## WHAT THIS TASK INVOLVES:
Copy out every line of the records below word for word, omitting the pictures.

Coordinate annotation records
:::

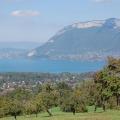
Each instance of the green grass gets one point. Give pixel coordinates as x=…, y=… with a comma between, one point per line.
x=58, y=115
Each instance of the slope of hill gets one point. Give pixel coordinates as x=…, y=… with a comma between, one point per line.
x=83, y=41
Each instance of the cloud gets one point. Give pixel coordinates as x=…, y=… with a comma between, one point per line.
x=25, y=13
x=101, y=1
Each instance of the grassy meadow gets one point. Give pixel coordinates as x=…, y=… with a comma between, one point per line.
x=58, y=115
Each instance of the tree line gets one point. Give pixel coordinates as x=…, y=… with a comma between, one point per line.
x=103, y=91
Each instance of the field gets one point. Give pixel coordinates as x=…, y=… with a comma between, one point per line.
x=58, y=115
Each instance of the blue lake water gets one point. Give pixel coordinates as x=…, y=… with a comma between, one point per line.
x=43, y=65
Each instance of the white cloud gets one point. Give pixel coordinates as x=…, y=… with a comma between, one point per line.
x=24, y=13
x=102, y=0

:::

## RESULT FOR THIS EXERCISE:
Each instance of the green grass gets one point. Give pixel coordinates as x=…, y=… with a comma between, one point per line.
x=58, y=115
Each instance of the slope of hill gets one point. Give pixel coordinates as x=…, y=… with a comma between, one point per line.
x=83, y=41
Each instance of the cloud gets one point. Give pixel coordinates as x=…, y=… with a comma between, one point per line.
x=25, y=13
x=101, y=1
Each instance of the grassy meadow gets one point. Give pixel coordinates as x=…, y=… with a comma between, one point per line.
x=58, y=115
Each instance of the tree line gets one point. Give pixel coordinates as x=…, y=… with a comma between, one point per line.
x=103, y=91
Each instance of the field gets one point. Give pixel coordinates as x=…, y=… with a comma between, one point per line.
x=58, y=115
Each instance of the blue lake water gets one point. Give pixel coordinates as x=…, y=… with a comma between, one point per line.
x=43, y=65
Each instance of the white cloud gets one point. Give pixel coordinates as x=…, y=… with a comma between, one point per line.
x=24, y=13
x=102, y=0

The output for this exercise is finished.